[Part of a data file]
━━━━━━━━━━
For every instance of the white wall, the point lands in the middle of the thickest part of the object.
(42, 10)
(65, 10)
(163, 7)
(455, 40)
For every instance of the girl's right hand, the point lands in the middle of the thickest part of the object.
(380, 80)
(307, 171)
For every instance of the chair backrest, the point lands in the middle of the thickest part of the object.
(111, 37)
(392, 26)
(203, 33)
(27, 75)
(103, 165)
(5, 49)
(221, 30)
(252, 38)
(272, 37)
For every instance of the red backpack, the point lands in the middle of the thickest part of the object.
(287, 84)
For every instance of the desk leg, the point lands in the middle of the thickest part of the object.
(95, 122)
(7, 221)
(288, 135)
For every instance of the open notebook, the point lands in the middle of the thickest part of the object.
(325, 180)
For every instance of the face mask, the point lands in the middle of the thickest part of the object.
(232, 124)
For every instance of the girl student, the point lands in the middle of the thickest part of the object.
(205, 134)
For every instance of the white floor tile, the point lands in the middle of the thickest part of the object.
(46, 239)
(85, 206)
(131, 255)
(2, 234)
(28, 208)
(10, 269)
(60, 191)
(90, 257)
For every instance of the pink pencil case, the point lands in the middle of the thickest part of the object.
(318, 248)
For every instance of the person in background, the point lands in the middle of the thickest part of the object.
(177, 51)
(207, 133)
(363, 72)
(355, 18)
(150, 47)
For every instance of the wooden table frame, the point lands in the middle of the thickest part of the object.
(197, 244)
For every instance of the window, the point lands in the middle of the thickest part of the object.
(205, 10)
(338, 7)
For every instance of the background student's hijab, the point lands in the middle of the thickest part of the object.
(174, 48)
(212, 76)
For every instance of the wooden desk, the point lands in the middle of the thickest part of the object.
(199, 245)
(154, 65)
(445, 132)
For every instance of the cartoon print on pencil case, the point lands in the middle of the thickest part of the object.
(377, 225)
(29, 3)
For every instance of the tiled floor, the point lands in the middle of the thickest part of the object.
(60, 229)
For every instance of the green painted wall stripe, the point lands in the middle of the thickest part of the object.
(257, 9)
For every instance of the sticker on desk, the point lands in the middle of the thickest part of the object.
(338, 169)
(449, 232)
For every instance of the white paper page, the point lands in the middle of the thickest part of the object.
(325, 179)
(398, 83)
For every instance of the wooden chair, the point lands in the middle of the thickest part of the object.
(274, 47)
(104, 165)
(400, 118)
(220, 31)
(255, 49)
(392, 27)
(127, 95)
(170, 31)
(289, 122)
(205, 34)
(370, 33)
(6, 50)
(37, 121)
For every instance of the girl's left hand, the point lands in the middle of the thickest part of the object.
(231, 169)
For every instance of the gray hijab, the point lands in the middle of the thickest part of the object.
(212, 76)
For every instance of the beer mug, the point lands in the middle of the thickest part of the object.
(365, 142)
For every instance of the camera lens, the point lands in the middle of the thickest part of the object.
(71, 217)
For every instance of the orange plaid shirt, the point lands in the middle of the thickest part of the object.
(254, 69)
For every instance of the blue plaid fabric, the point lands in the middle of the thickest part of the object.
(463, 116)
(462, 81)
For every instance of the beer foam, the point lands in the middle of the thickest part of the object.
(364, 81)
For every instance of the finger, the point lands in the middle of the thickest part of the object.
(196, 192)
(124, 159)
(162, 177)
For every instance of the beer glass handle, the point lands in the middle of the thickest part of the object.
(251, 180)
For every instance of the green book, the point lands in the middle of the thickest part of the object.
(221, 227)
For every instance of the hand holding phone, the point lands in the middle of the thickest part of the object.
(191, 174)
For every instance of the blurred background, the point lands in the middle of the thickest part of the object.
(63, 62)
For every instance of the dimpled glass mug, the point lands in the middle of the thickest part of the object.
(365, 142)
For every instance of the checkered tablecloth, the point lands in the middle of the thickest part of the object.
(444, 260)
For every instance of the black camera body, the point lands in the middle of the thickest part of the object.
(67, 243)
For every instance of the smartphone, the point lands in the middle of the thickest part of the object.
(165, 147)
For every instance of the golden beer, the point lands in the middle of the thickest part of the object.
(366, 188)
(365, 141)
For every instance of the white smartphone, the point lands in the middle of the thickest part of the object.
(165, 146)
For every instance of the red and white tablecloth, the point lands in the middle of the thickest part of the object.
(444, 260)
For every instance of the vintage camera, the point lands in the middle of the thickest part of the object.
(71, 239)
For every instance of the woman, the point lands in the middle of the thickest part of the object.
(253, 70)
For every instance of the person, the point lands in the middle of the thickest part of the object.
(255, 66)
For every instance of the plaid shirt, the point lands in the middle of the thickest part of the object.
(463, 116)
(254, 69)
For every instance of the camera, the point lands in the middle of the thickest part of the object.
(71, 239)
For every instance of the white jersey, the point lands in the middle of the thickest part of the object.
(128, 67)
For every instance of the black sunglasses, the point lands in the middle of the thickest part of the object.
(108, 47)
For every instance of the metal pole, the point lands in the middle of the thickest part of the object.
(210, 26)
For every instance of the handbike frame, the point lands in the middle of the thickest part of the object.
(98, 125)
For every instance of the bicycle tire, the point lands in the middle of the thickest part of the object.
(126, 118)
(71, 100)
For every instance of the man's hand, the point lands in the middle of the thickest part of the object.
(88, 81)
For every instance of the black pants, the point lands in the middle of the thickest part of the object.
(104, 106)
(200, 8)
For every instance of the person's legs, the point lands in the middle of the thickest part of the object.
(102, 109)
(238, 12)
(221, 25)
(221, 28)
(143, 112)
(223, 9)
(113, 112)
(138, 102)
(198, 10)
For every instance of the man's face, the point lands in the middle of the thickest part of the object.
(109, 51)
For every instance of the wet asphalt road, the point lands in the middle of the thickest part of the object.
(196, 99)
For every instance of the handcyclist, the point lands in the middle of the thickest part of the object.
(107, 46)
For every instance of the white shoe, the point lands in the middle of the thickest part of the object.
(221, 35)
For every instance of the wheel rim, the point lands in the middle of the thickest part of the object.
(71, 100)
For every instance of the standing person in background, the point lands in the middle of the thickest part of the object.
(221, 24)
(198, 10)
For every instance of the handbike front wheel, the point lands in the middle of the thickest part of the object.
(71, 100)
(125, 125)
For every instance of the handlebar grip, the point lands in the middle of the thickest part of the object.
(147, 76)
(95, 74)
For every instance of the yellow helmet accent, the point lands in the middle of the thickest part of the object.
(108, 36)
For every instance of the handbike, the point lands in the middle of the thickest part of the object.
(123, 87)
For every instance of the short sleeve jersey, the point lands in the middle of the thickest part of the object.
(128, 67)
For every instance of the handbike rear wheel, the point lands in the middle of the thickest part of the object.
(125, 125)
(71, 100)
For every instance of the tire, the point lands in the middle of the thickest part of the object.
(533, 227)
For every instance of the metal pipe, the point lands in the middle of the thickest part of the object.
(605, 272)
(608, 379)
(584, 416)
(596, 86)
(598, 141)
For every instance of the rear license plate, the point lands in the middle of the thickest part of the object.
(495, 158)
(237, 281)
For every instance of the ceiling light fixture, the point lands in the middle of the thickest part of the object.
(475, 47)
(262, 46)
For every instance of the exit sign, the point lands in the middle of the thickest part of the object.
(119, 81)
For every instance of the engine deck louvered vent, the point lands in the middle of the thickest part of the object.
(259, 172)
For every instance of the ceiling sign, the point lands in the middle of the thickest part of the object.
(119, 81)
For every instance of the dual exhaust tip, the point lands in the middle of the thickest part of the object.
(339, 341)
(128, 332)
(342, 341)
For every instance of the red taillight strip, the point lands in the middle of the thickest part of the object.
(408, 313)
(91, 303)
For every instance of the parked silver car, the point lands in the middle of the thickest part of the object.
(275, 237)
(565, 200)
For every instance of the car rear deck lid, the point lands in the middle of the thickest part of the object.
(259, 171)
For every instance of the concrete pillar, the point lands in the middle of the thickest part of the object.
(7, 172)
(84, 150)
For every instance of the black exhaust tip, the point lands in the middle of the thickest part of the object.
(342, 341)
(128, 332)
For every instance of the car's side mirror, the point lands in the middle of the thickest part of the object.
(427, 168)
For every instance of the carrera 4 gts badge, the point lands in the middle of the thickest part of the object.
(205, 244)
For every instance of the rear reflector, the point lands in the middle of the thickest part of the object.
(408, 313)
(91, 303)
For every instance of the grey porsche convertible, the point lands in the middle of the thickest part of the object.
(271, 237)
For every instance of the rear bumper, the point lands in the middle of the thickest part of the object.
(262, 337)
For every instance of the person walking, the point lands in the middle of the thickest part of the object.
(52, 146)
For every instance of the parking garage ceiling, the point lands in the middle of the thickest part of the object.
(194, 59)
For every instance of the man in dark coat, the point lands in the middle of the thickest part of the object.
━━━━━━━━━━
■ EXERCISE BRIEF: Print the rows verbatim, from the line containing "For every instance of the ceiling light" through the end of the rows.

■ TASK RESPONSE:
For every instance of the ceiling light fixture, the point lands in the middle of the thickest part of the object.
(475, 47)
(262, 46)
For every instance of the exit sign, the point lands in the middle of the thickest part of the object.
(119, 81)
For every instance of the engine deck louvered vent, the point lands in the middle of the thickest part of the object.
(259, 172)
For every instance of the ceiling sign, the point lands in the middle of the thickest part of the object.
(119, 81)
For every instance of the dual exhaust tip, the point lands in the middle of the thickest part of the object.
(339, 341)
(128, 332)
(342, 341)
For every instance of the red taillight strip, the point lands in the middle of the thickest part of the object.
(408, 313)
(91, 303)
For every instance of the parked silver car, the point lands in the middle of the thickest part of the object.
(275, 237)
(565, 200)
For every instance of the car rear deck lid, the point lands in the middle of the thickest part of the object.
(259, 171)
For every instance of the concrete pillar, the point lands in the middle of the thickest part of the object.
(7, 172)
(84, 150)
For every instance of the black exhaust tip, the point lands in the middle of the thickest part of the object.
(342, 341)
(128, 332)
For every instance of the car's side mirror, the point lands in the middle of the thickest part of the object.
(427, 168)
For every instance of the carrera 4 gts badge, the point lands in the middle of the thickest part of the object.
(205, 244)
For every instance of the rear reflector, the point lands in the middle of the thickest part of the object.
(408, 313)
(91, 303)
For every instance of the grey porsche convertible, the point lands in the middle of the thickest part of the object.
(271, 237)
For every instance of the rear bumper, the point lands in the middle of the thickest part of the object.
(262, 337)
For every instance of the person walking, the point lands in the middle of the thickest part of the object.
(52, 146)
For every instance of the parking garage ceiling, the point lands in the middle of the thickest part of the object.
(194, 59)
For every instance of the man in dark coat, the point lands in the middle of the thickest part of the object.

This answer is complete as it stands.